**Exercise goal**.
Which lines run from the one containing "where? tan block" to the end of the listing below? Write them out exactly, both ends included, with nothing else.
================
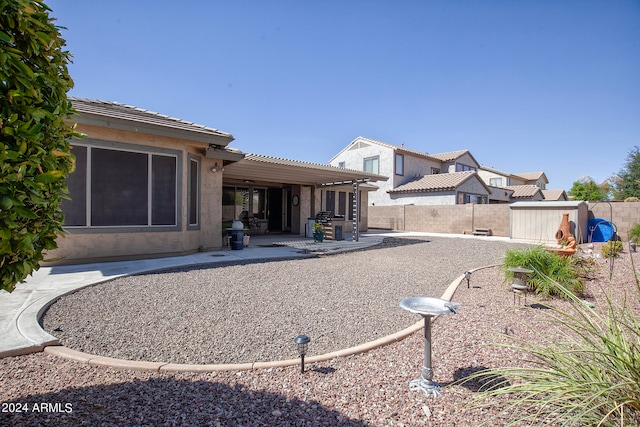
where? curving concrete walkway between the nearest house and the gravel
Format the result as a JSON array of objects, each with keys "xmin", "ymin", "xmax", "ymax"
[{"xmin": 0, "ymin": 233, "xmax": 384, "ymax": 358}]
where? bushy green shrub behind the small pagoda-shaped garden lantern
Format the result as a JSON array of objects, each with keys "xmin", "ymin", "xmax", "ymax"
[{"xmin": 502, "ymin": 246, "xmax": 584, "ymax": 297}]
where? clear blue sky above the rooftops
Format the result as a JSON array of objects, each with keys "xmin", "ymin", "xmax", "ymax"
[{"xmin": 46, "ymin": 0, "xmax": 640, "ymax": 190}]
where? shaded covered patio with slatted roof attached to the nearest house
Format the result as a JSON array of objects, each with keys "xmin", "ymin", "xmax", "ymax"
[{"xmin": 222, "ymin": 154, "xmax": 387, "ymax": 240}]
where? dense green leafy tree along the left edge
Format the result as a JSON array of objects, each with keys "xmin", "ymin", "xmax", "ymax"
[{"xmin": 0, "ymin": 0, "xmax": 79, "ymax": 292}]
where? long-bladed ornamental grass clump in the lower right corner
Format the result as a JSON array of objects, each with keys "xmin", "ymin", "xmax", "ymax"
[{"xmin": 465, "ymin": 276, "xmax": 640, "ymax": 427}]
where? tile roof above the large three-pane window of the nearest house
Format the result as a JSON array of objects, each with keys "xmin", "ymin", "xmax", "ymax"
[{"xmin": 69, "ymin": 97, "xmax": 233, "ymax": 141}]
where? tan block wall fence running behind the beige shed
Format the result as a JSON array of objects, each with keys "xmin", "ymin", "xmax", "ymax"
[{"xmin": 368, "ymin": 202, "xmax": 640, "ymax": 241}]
================
**Task response**.
where? tan block wall fence running behind the beige shed
Format the result as a JSON array of objects, each with keys "xmin", "ymin", "xmax", "ymax"
[{"xmin": 368, "ymin": 202, "xmax": 640, "ymax": 241}]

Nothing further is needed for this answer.